#### Set problem A
Duplicate the records, beginning at the line containing "of the twig" and continuing through the end of the records. Leave out the pictures.

#### Text block
I have some awesome things for you today! The Fey Hearted cover is pure magic. I thought I loved my other covers, but this one outshines them all.
As a child, Rose is told that the world is full of magic, mythical creatures, and mystery. As an teen, Rose knows that the world suits people who have ordinary hopes and dreams very well, but leaves people like her unsatisfied.
When a fey takes her through the Slit, and into a world she never knew existed, Rose is torn between the life she’s known and the magic from her dreams. The fey give Rose a simple choice: She can return home or she can spend the rest of her life in the fey world. However, there’s a steep cost. If she stays in the fey world she can never see her family again. If Rose is unwilling to remain, she will be returned to the human world with no memory of her night in the land of magic.
Rose accepts the fey’s offer and is introduced to the things she’s dreamt of her entire life. For a time, life finally lives up to her expectations, but when Rose hears that her grandmother is ill, she must find a way back to the human world to say her goodbyes. To see her grandmother, Rose must break the magic holding her in the fey word, find a way though the Slit, and escape the fey who stand in her way.
I’m currently planning a December release. Now, that’s a long time to wait. To tide you over, I have an excerpt! Remember, this is unedited and subject to change prior to publication.
Fey Hearted Excerpt
Outside was a path illuminated by globes of light that were floating in the air. At first glance they appeared stationary, but a longer looked proved that they were drifting. The path itself was a track worn smooth from the passing of feet. The trees looked the same as the ones in the park near her house, though there were more of them, and other than then tingle of energy in the air, the place seemed entirely normal.
As she walked, Silverlight glanced at her, a couple of times before he spoke. “It’s beautiful here, and there’s always a plant to help or an animal to heal.”

#### Set problem B
Answer these questions about the Fey Hearted post.
(i) In what month does the author plan to release the book?
(ii) What happens to Rose if she is unwilling to remain in the fey world?
(iii) Who walks beside Rose and speaks to her in the excerpt?

#### Input records

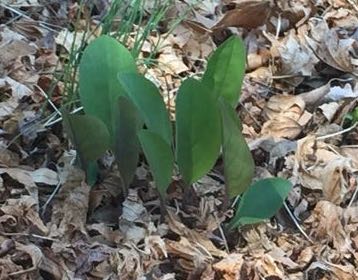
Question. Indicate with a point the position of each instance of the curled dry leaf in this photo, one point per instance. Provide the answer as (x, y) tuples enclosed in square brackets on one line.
[(250, 14), (23, 214), (330, 48), (69, 212), (24, 177), (313, 158), (294, 54), (284, 113), (326, 226)]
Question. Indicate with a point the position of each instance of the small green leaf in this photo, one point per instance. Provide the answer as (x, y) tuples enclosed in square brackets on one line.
[(100, 64), (127, 145), (89, 135), (239, 166), (226, 69), (198, 130), (160, 158), (150, 104), (261, 201)]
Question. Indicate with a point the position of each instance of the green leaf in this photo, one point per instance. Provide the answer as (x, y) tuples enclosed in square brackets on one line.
[(127, 145), (226, 69), (261, 201), (89, 135), (160, 158), (239, 166), (150, 104), (198, 130), (100, 64)]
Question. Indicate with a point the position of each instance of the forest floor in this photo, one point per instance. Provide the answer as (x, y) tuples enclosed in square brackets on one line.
[(299, 113)]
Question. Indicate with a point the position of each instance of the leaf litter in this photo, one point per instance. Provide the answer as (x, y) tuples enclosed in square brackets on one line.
[(299, 88)]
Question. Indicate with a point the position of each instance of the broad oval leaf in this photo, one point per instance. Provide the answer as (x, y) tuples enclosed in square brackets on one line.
[(145, 95), (198, 130), (261, 201), (127, 146), (226, 69), (160, 158), (239, 166), (89, 135), (100, 64)]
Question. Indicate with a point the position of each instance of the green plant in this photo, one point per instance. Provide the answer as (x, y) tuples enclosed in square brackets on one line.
[(131, 108)]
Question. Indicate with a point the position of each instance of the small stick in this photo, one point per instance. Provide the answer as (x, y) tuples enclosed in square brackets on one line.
[(296, 223), (337, 133)]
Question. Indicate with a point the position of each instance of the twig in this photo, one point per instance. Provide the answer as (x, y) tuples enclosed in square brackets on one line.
[(27, 234), (353, 196), (49, 100), (50, 198), (222, 234), (43, 24), (337, 133), (51, 122), (296, 223)]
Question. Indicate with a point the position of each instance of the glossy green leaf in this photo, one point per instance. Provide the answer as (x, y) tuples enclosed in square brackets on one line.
[(127, 145), (160, 158), (239, 166), (145, 95), (89, 135), (100, 64), (226, 69), (198, 130), (261, 201)]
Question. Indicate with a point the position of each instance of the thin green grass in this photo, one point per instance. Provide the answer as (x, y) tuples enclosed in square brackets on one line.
[(122, 20)]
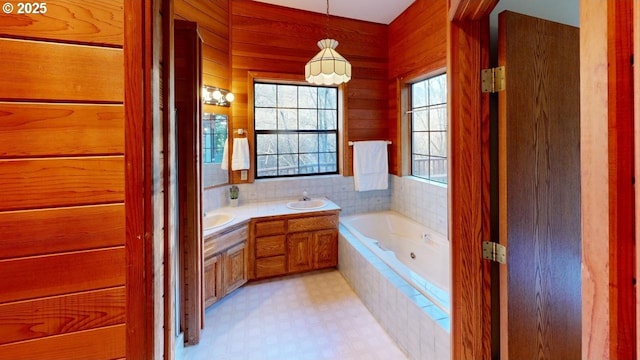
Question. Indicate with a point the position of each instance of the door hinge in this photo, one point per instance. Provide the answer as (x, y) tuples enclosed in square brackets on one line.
[(494, 252), (493, 79)]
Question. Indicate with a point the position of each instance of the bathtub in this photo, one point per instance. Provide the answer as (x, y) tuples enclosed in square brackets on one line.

#### Full response A
Question. Indicate with a point the position of each instance of the twig in this photo, one point per instance. Provide the answer as (x, y) tuples enclosed in square brackets on one line.
[(27, 234), (353, 196), (49, 100), (50, 198), (222, 234), (43, 24), (337, 133), (51, 122), (296, 223)]
Question. Indicate with a point the position of each instance of the glossy green leaf in this photo, one point per instance. Provide the answer as (x, y) tuples enclosed in square brackets on one line.
[(127, 145), (160, 158), (239, 166), (145, 95), (89, 135), (100, 64), (226, 69), (198, 130), (261, 201)]
Question. Indicate with a point the position of each instance of the thin green grass in this photo, one point per instance. Provide the answer as (x, y) tuples enclosed in square brackets on one line.
[(122, 20)]
Question. Indicate with a point the position of each instance of the door hinge in this photo, one point per instance. Provide the answer as (x, y) tuples enclosed in square brackets on one line.
[(494, 252), (493, 79)]
Question. Indicate with a point the position of each instance of the bathtub in this photo, one point per instance. Provide the answer as (x, y) tuples enclosed in square brackets on one line.

#### Full response B
(i) December.
(ii) She will be returned to the human world with no memory of her night in the land of magic.
(iii) Silverlight.